- [What is required] Output, with no changes, the span of lines that opens with the line containing "Check that every instance of the windshield" and closes with the last line.

^^^^

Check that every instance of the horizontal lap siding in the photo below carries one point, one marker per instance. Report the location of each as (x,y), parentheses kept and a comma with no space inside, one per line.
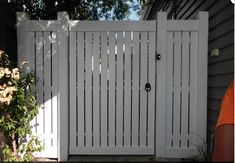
(220,68)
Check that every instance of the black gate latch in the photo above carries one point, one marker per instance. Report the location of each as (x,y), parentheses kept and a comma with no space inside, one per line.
(147,87)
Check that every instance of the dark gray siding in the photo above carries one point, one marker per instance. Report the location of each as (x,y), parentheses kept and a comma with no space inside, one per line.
(8,39)
(221,35)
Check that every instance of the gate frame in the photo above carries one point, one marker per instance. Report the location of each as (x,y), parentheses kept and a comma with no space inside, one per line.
(63,85)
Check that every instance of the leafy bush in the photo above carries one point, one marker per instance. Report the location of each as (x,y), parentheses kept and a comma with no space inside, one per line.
(17,109)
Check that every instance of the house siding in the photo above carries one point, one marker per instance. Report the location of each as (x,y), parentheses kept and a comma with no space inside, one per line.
(8,37)
(221,36)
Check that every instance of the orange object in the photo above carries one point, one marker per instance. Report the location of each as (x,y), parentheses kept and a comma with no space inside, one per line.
(226,115)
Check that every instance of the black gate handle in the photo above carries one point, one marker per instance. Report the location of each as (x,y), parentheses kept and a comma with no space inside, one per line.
(148,87)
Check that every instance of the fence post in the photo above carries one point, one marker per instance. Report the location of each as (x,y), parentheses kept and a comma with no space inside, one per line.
(160,135)
(62,45)
(202,79)
(22,40)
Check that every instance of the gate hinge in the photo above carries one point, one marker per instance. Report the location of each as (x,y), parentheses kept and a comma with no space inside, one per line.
(158,56)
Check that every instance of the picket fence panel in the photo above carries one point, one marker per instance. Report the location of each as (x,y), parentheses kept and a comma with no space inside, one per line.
(91,86)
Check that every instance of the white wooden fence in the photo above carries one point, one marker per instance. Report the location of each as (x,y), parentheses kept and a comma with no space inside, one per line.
(92,79)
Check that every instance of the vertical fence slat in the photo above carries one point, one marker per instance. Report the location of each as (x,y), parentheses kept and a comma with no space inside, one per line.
(73,107)
(185,87)
(169,89)
(96,69)
(54,92)
(39,85)
(151,94)
(111,89)
(47,86)
(127,89)
(88,109)
(143,93)
(80,91)
(193,88)
(177,74)
(104,88)
(135,94)
(119,115)
(31,42)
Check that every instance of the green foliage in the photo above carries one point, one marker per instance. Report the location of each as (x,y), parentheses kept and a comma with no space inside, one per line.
(77,9)
(17,109)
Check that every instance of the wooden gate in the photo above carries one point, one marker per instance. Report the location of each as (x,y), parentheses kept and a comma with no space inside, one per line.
(118,87)
(111,107)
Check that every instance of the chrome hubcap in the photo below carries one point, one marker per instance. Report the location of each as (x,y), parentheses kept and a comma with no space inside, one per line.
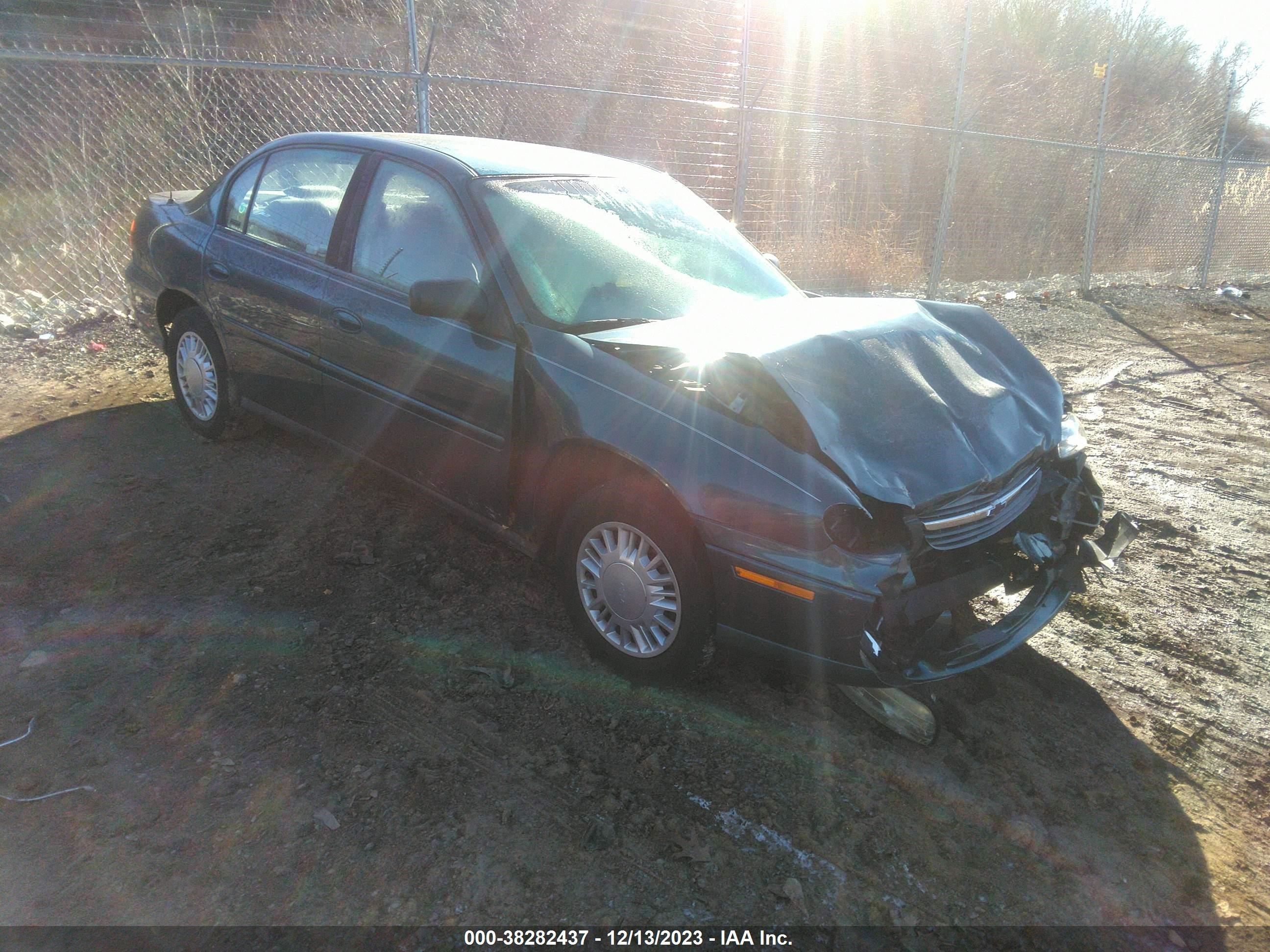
(196,375)
(629,589)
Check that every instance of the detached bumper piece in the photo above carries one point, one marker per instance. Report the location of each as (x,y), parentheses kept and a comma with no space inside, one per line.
(929,633)
(892,708)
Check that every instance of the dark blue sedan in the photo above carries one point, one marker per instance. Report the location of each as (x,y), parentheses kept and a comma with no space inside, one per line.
(582,357)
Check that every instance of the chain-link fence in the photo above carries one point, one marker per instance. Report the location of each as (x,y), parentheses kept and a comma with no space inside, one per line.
(848,182)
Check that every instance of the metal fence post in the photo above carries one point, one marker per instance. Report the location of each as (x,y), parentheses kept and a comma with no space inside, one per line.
(1091,214)
(738,191)
(1220,190)
(941,229)
(421,79)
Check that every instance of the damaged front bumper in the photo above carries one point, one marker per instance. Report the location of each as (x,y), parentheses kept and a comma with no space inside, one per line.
(924,630)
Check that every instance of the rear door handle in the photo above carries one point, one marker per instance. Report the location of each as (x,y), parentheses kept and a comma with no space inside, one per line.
(348,322)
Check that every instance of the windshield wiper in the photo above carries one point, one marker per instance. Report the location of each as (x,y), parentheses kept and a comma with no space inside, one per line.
(608,324)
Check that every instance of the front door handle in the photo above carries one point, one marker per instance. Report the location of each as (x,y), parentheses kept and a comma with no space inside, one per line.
(348,322)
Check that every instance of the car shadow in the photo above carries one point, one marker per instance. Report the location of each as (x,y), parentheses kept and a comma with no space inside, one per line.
(1037,805)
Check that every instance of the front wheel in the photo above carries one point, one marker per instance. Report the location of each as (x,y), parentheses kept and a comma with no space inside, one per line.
(200,378)
(635,583)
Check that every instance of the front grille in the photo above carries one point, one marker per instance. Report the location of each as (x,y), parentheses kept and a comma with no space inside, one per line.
(976,516)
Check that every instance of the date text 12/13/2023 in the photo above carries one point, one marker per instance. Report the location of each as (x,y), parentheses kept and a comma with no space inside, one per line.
(623,938)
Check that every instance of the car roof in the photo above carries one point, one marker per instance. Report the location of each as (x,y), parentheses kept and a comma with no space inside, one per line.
(478,157)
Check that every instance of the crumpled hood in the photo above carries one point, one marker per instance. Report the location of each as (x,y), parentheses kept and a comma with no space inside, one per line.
(913,400)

^^^^

- [Exercise response]
Check that every instance of the windshield wiper in the photo above carries one point, one marker per instance. Report the location of each as (x,y), parentheses kept and a comma with no space inside, one per line.
(608,324)
Check that every instance of the front door handle in the photo above carries one point, one marker per instance. Report the location of each as (x,y), parentheses kept and a comma with no space inside, one per line.
(348,322)
Check that every instance of the car shadow in the photo above carries one point, one marker per instance. Report the location of each as (x,y), parentheses kept and a comma with no space inside, one per line.
(1037,805)
Check that every instance of the front wheel in the photo above carries one point, one marker per instance. Report the location of each as (x,y), parentheses kept and a comma with no space inside, one per line.
(200,378)
(635,583)
Check that every instance of the front grille in the photo above carries one point, one marker per instance. Report the location of each as (x,y), parentheses kept and a comma with no space inside, one per line.
(976,516)
Check that every instance of the date text 12/13/2023 in the photo above carries one point, one marker per instance. Report the location of each as (x,y), parentheses kept and a comma with no space inside, one per line.
(623,938)
Check that every instance of the car roof in the photo above carries one point, one marker per instance. Report the location of each as (x,y), parentheses kept and a comma with no space inside, one per line.
(478,157)
Check that every instance of the crumpled hood in the photo above carries one point, one marker per instance. Report the location of each as (x,y), parentheses kept and a comma with no space inside, one per line.
(913,400)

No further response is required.